== RECORDS FOR THE TASK ==
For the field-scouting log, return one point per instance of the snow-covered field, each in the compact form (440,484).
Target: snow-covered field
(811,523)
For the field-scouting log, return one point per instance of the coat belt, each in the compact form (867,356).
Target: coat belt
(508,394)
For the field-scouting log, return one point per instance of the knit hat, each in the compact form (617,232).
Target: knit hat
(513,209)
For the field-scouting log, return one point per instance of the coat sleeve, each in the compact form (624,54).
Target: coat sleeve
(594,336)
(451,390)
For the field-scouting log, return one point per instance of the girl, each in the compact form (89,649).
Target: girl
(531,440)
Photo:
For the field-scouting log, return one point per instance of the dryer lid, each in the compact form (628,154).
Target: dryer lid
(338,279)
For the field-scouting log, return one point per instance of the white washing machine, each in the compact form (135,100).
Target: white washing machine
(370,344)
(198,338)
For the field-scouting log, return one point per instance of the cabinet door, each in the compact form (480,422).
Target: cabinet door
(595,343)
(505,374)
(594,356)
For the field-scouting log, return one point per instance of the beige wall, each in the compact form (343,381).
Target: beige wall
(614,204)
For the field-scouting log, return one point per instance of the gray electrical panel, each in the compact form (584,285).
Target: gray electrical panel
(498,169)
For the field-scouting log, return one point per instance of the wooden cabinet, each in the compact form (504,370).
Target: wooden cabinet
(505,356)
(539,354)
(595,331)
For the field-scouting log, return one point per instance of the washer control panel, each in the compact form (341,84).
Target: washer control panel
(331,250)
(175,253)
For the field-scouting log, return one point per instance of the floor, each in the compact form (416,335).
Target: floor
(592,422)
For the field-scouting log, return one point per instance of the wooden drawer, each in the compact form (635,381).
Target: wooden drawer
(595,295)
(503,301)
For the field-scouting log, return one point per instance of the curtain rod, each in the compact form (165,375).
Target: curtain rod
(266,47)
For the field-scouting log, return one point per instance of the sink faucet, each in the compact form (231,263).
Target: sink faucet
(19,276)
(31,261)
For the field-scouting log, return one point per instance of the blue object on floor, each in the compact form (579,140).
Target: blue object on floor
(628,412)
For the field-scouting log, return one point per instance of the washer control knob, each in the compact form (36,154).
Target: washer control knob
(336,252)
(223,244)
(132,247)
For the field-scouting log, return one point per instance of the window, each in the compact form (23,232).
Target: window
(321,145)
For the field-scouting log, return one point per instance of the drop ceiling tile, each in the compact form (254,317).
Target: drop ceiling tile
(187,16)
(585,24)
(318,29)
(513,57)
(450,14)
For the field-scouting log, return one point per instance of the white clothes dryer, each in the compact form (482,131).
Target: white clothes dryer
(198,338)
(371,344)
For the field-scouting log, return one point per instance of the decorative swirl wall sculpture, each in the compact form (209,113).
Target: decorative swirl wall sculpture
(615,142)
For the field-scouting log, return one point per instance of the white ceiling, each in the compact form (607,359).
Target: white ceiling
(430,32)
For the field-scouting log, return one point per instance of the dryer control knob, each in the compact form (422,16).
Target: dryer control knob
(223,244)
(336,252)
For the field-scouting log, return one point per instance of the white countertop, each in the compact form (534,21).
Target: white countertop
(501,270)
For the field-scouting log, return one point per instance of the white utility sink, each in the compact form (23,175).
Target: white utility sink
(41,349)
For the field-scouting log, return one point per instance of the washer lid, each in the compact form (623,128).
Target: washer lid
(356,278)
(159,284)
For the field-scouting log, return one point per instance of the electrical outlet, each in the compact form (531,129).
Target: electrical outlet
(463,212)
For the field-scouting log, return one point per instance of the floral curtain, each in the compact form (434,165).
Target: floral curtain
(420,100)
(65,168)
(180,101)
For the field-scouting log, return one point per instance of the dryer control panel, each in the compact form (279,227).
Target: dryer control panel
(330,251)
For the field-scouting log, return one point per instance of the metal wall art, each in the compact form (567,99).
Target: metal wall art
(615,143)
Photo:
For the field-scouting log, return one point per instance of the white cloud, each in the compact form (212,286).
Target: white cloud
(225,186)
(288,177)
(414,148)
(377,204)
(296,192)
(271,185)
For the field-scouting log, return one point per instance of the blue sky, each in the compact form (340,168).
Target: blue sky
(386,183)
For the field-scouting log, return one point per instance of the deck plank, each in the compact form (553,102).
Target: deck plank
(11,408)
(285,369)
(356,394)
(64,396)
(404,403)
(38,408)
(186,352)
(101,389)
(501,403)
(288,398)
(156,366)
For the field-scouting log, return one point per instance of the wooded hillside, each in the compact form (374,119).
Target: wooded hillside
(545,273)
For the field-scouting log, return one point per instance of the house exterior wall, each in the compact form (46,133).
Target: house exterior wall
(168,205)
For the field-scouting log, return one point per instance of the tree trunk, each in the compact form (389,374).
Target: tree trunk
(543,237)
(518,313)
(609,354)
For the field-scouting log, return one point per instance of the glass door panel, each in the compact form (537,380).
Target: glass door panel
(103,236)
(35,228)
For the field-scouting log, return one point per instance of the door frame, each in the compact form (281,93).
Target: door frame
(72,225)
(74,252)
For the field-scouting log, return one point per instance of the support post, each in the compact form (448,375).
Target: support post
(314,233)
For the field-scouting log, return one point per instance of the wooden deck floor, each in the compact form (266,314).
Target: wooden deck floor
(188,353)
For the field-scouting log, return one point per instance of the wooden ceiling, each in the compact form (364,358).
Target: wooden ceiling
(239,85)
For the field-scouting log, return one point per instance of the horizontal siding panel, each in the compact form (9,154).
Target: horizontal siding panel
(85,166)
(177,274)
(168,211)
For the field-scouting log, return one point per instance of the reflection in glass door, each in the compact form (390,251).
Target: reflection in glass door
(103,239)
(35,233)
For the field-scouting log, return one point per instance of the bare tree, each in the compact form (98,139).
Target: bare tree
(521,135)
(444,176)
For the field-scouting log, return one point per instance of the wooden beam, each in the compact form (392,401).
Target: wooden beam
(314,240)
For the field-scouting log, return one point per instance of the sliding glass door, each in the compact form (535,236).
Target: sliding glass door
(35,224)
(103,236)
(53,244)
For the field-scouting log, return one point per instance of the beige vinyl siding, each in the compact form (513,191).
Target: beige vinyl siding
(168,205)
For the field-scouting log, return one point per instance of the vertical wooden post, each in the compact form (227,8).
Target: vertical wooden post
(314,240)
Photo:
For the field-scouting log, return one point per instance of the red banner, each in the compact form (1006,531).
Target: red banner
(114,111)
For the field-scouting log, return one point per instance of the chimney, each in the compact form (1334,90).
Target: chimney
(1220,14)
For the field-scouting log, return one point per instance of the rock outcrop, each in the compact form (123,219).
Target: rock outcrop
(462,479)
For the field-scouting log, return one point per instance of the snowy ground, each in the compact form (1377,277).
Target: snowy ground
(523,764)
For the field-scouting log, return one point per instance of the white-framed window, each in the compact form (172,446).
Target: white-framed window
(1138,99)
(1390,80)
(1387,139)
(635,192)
===
REQUIRED WORK:
Return the whole listing exactly, with every line included.

EXERCISE RESPONSE:
For the field-scouting log, return one point per instance of the snow-covered field, each in the compact form (440,484).
Target: snow-covered field
(811,523)
For the field-scouting log, return one point per instance of the coat belt, each in the compact form (867,356).
Target: coat belt
(508,394)
For the field-scouting log, return one point per instance of the knit hat, each in the compact form (617,232).
Target: knit hat
(513,209)
For the field-scouting log, return one point per instance of the coat sleeve, each in the compact form (624,54).
Target: coat sleeve
(594,336)
(451,390)
For the field-scouting log, return one point per instance of the girl, each in the compact form (89,649).
Target: girl
(531,440)
Photo:
For the field-scouting log, return one point per instance of the dryer lid, each in the compact form (628,154).
Target: dryer lid
(338,279)
For the field-scouting log, return one point per instance of the white washing machine, each in the compact form (135,100).
Target: white washing machine
(370,344)
(198,338)
For the field-scouting log, return one point per instance of the cabinet door, each in the compact form (480,422).
Target: cabinet door
(595,343)
(505,374)
(594,356)
For the field-scouting log, return one point per instance of the beige wall, each in the compact form (343,381).
Target: beige wall
(614,204)
For the field-scouting log, return one point per instance of the gray electrical panel, each in the compact form (584,285).
Target: gray electrical panel
(498,169)
For the field-scouting log, return one point per instance of the wooden cabinet, each in the compact form (504,370).
Target: wooden cabinet
(505,356)
(539,354)
(595,331)
For the field-scouting log, return one point per instance of the washer control panel, each in the compact form (341,84).
Target: washer control panel
(331,250)
(175,253)
For the field-scouting log, return one point per instance of the floor, each in the compact form (416,335).
Target: floor
(592,422)
For the field-scouting log, return one point per instance of the wooden drawer, each in the compact form (635,381).
Target: wooden drawer
(595,295)
(503,301)
For the field-scouting log, return one point per instance of the curtain rod, each in the compact form (165,375).
Target: curtain rod
(266,47)
For the field-scouting log, return one point per instance of the sink faucet, each in the compact form (231,263).
Target: sink faucet
(19,276)
(31,261)
For the field-scouting log, return one point per instance of the blue object on floor, each in the compact form (579,140).
Target: blue object on floor
(628,412)
For the field-scouting log, return one point per instance of the washer control knob, each in the compact form (36,154).
Target: washer control knob
(336,252)
(223,244)
(132,247)
For the field-scouting log, return one point per instance of the window, each in the compact form (23,232).
Target: window
(321,145)
For the field-scouting log, return one point per instance of the drop ceiling tile, each in the compact form (254,317).
Target: drop ceiling tile
(187,16)
(585,24)
(318,29)
(513,57)
(450,14)
For the field-scouting log, return one point per instance of the white clothes dryer, each in the compact form (482,131).
Target: white clothes dryer
(198,338)
(371,344)
For the field-scouting log, return one point per instance of the decorative swirl wall sculpture, each in the compact form (209,113).
Target: decorative swirl wall sculpture
(615,142)
For the field-scouting log, return one point per instance of the white ceiling, each in the compact form (607,359).
Target: white ceiling
(430,32)
For the field-scouting log, return one point per instance of the dryer control knob, each in the compact form (422,16).
Target: dryer control knob
(223,244)
(336,252)
For the field-scouting log, return one point per instance of the white countertop, each in the compact form (534,21).
Target: white countertop
(501,270)
For the field-scouting log, return one point per instance of the white utility sink, each in the compact form (23,175).
Target: white utility sink
(41,349)
For the field-scouting log, return one point per instance of the washer lid, each in the compact form (623,128).
Target: washer lid
(356,278)
(159,284)
For the field-scouting log, return one point per instance of the electrical outlet, each in the compact form (531,129).
Target: electrical outlet
(463,212)
For the field-scouting log, return one point per instance of the floral curtain, each in the compact form (434,165).
Target: floral curtain
(420,100)
(65,168)
(180,101)
For the field-scouting log, return one point per instance of the dryer control panel, each in the compact form (279,227).
Target: dryer control panel
(330,251)
For the field-scouting log, return one point per instance of the metal wall art, each in the compact form (567,99).
Target: metal wall art
(615,143)
Photo:
For the field-scouting log, return one point per instance of the white cloud, each in the compact form (212,286).
Target: white cloud
(225,186)
(288,177)
(414,148)
(377,204)
(296,192)
(271,185)
For the field-scouting log, return one point per instance of the blue sky, each in the compact form (340,168).
Target: blue sky
(386,183)
For the field-scouting log, return one point per instance of the deck plank, each in the compact form (553,102).
Target: deck plank
(11,408)
(285,369)
(356,394)
(64,396)
(404,403)
(38,408)
(186,352)
(101,389)
(501,403)
(288,398)
(156,366)
For the field-scouting log, return one point per instance of the wooded hillside, each in the compact form (374,119).
Target: wooded hillside
(545,273)
For the field-scouting log, return one point per instance of the house exterior wall, each in the compact form (46,133).
Target: house exterior wall
(168,205)
For the field-scouting log, return one point per instance of the tree trunk, each in the compact form (389,374).
Target: tree trunk
(543,237)
(518,313)
(609,354)
For the field-scouting log, return one point per instance of the glass door panel, each in the compact form (537,380).
Target: glass door panel
(103,236)
(35,228)
For the field-scouting log, return one point per instance of the door frame, each in the compact form (281,93).
Target: door frame
(72,225)
(74,252)
For the field-scouting log, return one point per instance of the support post, each in the compact form (448,375).
Target: support post
(314,233)
For the field-scouting log, return one point per instance of the wooden deck floor, each in the compact form (266,314).
Target: wooden deck floor
(188,353)
For the field-scouting log, return one point per instance of the wooden ceiling, each in the compact form (364,358).
Target: wooden ceiling
(239,85)
For the field-scouting log, return one point per instance of the horizontal siding panel, each in the compact form (9,154).
Target: horizontal siding panel
(85,166)
(177,274)
(168,211)
For the field-scouting log, return one point per instance of the reflection in glass door, each in the compact form (390,251).
Target: reflection in glass door
(103,239)
(35,233)
For the field-scouting log, return one point per instance of the bare tree, each in the compact form (98,139).
Target: bare tree
(521,135)
(444,176)
For the field-scouting log, return one point per instance of the wooden beam, each in the compact form (392,401).
Target: wooden beam
(314,240)
For the field-scouting log, return one point per instance of the sliding glass door, each in the compact form (535,236).
Target: sliding glass door
(35,224)
(103,236)
(53,244)
For the field-scouting log, return one point per instance of the beige vinyl siding, each in the compact form (513,191).
Target: beige vinyl siding
(168,205)
For the field-scouting log, return one point per instance of the vertical wooden post, each in the compact form (227,8).
Target: vertical wooden post
(314,240)
Photo:
For the field-scouting log, return one point per instance of the red banner, each in the compact form (1006,531).
Target: red banner
(114,111)
For the field-scouting log, return one point per instance of the chimney, each in the compact form (1334,90).
Target: chimney
(1220,14)
For the field-scouting log, return one point per instance of the rock outcrop, each in the compact form (123,219).
Target: rock outcrop
(462,479)
For the field-scouting log, return one point per instance of the snowy ground, each in the compact form (1377,277).
Target: snowy ground
(523,764)
For the field-scouting log, return one point per instance of the white-framed window, each in the compact form (172,446).
Target: white-framed window
(1138,99)
(1390,80)
(1387,139)
(635,192)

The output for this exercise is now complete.